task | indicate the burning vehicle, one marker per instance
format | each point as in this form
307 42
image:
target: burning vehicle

———

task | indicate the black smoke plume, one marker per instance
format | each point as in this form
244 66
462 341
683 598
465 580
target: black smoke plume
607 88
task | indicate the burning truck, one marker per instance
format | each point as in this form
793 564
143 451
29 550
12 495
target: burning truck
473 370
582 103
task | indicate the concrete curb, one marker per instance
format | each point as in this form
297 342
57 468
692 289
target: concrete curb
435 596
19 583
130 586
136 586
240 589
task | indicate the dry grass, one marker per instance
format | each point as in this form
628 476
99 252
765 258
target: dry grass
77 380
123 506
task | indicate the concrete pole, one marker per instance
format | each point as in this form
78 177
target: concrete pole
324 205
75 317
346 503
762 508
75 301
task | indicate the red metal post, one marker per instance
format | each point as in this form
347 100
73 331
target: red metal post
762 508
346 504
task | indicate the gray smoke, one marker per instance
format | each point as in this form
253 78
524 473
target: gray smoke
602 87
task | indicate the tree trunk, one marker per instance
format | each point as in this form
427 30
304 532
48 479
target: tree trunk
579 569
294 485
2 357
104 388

———

Could you reproduce, exactly, every line above from the line with "task | indicate the burning vehicle, one" to the line with "target: burning vehicle", and no other line? Both ends count.

Reply
task | indicate the burning vehicle, one marker per instance
format | each point as in this form
307 42
image:
target: burning vehicle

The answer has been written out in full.